• [TO DO]:
Write out only the lines running from the one that contains "Target: brown horse" to the end of the material, both ends included.

• [PROVIDED ENTRIES]:
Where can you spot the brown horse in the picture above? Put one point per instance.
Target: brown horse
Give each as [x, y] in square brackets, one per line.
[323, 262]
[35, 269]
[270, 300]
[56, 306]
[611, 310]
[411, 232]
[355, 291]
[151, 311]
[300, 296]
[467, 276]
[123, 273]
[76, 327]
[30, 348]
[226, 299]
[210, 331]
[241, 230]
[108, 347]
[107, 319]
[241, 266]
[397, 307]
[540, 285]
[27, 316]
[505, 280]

• [ANSWER SPACE]:
Target: brown horse
Give each as [x, y] in square brackets, one per line.
[323, 262]
[35, 269]
[270, 300]
[56, 306]
[611, 310]
[411, 232]
[355, 291]
[151, 311]
[300, 296]
[467, 276]
[123, 273]
[76, 327]
[30, 348]
[226, 299]
[210, 331]
[241, 230]
[108, 347]
[107, 319]
[241, 266]
[397, 307]
[540, 285]
[27, 316]
[505, 280]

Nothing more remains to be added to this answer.